Start of PROVIDED DATA

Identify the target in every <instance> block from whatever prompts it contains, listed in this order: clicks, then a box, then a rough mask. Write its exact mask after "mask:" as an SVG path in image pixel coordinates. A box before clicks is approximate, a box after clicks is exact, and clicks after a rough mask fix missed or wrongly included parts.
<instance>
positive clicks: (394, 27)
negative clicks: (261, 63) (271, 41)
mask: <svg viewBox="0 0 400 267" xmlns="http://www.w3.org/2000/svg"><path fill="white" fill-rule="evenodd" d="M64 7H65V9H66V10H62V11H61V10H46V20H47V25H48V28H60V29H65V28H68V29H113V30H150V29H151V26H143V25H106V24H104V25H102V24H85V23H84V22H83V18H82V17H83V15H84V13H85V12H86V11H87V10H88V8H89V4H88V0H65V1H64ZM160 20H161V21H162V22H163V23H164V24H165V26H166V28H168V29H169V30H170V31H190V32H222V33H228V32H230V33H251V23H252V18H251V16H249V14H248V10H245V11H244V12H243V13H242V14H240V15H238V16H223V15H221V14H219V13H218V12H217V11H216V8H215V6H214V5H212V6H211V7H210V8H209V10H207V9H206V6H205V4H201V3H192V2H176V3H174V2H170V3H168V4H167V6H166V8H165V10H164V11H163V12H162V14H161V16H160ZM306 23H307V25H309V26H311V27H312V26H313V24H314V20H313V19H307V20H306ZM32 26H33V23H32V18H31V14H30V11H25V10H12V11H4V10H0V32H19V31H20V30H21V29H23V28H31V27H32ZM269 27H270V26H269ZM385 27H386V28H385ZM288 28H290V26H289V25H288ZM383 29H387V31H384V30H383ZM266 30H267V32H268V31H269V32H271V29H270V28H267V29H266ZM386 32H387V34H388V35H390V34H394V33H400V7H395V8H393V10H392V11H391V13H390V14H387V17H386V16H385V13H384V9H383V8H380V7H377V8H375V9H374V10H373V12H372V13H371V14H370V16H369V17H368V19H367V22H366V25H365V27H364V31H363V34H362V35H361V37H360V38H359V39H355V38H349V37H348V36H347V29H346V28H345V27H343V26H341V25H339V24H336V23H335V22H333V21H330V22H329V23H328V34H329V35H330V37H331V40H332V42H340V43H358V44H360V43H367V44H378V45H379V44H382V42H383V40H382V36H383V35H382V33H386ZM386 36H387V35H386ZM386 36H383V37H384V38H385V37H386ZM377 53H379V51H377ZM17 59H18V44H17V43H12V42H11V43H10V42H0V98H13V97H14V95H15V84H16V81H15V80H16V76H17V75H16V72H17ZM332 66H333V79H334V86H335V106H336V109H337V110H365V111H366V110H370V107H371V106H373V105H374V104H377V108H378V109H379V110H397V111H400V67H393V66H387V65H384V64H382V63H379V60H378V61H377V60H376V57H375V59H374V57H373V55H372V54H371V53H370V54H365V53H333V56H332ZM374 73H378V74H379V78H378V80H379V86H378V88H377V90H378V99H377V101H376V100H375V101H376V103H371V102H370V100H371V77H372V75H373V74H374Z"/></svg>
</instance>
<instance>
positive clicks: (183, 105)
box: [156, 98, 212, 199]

End of PROVIDED DATA

(TASK REQUIREMENTS):
Please transcribe the material line by line, exactly, from its opening line through the line that contains "positive clicks: (394, 27)".

(TASK SOLUTION):
Identify the target in every <instance> block from whatever prompts it contains, listed in this order: clicks, then a box, then a rough mask. Write its exact mask after "mask:" as an SVG path in image pixel coordinates. A box before clicks is approximate, a box after clicks is exact, and clicks after a rough mask fix missed or wrongly included parts.
<instance>
positive clicks: (394, 27)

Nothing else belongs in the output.